● WHAT THE TASK ASKS: Give the data below as a two-column CSV with the headers input and output, starting at the line that has "Target: white plush bunny" and stopping after the line that has "287,658 -> 537,892". Each row pairs one input text with its answer, with every field in quotes and every line break replaced by a space.

● EXERCISE INPUT:
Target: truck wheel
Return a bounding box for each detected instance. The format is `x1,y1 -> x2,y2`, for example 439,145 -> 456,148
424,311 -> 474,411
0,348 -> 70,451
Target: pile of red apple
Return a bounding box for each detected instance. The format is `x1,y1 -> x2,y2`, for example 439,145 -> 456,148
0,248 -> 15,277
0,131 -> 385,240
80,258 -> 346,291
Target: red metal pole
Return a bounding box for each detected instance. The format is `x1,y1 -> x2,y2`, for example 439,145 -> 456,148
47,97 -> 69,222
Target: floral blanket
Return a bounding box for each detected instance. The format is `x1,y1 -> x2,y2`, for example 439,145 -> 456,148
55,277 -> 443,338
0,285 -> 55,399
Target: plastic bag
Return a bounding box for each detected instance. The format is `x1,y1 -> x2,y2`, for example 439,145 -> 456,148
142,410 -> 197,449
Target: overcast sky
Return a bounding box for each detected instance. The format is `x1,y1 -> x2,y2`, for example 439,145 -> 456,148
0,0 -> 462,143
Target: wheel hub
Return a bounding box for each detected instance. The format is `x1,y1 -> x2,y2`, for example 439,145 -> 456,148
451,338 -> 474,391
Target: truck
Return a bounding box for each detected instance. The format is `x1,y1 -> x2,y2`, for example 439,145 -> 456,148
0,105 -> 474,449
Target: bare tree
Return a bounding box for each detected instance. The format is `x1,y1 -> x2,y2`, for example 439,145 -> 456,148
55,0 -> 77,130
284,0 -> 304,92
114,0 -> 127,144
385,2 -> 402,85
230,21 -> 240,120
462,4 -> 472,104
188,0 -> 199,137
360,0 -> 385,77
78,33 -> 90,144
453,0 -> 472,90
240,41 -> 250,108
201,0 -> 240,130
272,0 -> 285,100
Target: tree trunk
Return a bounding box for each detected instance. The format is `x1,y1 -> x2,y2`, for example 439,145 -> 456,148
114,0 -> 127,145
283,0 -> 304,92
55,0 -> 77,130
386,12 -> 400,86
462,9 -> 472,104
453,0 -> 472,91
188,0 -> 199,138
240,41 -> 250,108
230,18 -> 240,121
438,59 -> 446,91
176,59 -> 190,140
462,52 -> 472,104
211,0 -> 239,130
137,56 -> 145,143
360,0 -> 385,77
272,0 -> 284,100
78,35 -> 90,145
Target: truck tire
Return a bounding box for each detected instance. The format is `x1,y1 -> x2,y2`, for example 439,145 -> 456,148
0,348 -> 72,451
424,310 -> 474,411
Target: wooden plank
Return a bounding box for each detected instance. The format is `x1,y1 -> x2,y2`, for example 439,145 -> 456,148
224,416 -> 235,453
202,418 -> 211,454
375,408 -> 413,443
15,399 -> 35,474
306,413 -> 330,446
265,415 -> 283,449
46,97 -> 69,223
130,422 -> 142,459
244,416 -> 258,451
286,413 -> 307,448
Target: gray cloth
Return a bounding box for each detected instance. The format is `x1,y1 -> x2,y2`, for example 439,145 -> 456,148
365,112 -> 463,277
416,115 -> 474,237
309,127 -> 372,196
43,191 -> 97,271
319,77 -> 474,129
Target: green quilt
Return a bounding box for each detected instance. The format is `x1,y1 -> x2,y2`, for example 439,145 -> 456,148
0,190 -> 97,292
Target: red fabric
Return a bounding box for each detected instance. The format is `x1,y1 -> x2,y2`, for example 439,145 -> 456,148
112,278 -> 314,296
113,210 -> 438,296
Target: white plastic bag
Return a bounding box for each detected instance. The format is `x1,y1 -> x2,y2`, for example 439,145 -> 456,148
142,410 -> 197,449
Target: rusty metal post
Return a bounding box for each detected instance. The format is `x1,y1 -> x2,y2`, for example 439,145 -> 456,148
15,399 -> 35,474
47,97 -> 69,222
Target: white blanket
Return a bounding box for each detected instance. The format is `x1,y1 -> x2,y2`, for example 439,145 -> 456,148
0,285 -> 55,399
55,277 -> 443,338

...

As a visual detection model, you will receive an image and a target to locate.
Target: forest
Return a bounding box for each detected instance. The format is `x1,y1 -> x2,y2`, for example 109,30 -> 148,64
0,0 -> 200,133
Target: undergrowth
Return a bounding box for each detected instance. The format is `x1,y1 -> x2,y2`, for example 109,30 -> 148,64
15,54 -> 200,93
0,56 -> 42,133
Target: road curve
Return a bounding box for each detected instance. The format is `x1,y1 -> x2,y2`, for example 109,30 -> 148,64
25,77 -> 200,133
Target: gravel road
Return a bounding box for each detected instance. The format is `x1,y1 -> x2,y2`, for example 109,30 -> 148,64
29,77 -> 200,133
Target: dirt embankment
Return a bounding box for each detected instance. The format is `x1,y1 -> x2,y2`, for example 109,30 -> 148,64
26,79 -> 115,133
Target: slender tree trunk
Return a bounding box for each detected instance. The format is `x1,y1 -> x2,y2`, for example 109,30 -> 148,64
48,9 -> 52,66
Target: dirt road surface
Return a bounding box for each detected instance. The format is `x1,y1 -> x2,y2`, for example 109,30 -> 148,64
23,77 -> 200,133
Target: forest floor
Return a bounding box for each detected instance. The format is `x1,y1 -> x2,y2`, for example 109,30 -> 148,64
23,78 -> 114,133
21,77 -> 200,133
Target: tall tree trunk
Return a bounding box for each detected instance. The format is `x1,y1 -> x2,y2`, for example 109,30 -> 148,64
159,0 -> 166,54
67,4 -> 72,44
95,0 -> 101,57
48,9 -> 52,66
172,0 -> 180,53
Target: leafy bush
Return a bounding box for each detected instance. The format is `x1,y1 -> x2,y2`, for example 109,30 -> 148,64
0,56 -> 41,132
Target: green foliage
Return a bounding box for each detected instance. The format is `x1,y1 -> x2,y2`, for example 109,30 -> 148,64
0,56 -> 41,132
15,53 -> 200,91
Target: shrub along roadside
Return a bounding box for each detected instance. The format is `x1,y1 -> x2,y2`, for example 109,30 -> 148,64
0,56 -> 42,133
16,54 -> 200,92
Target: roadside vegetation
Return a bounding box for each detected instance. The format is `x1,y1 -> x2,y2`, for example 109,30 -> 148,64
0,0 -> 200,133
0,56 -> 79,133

--

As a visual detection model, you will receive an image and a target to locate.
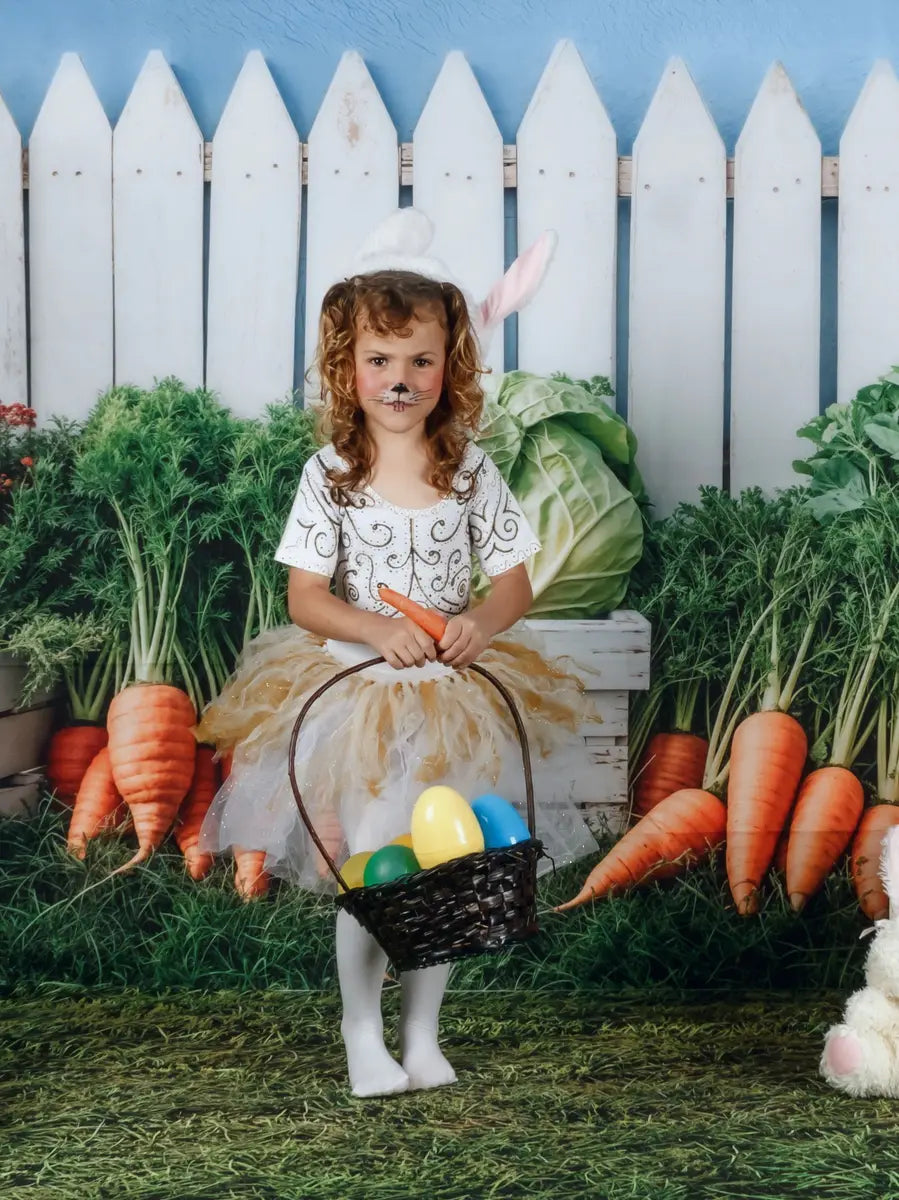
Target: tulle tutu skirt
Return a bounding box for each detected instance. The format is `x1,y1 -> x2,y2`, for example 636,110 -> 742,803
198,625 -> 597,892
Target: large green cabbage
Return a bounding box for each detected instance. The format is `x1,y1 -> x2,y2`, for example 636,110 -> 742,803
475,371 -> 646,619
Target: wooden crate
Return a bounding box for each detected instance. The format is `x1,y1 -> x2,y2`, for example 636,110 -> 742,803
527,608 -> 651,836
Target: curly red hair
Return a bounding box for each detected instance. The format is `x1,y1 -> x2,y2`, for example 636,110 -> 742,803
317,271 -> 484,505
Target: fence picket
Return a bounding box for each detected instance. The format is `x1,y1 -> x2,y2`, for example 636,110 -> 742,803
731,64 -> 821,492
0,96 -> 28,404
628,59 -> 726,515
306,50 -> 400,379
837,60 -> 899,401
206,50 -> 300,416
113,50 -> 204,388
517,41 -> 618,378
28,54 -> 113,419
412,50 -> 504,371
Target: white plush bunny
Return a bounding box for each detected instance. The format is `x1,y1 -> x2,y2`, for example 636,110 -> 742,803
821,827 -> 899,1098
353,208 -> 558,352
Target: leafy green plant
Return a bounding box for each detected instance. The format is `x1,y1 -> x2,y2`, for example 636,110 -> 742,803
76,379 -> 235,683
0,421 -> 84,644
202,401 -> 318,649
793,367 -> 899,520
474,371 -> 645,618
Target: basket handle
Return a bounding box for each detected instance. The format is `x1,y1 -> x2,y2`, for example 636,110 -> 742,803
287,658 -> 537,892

● EXERCISE SOLUTION:
input,output
"Target: white plush bunny Return a bounding box for each detected instance. The format is `x1,y1 -> x2,y2`, for example 636,110 -> 742,803","821,827 -> 899,1098 353,208 -> 558,352"
"Target: leafy green plant Return a bounding box for each detected instance. The format is `x1,y1 -> x2,y2`, for example 636,110 -> 742,803","76,379 -> 235,683 0,421 -> 84,644 202,401 -> 318,649 793,367 -> 899,520 474,371 -> 645,618"
"Target: basket handle Return a bounding box for each detected instance. The format is `x1,y1 -> x2,y2`, for example 636,110 -> 742,803","287,658 -> 537,892"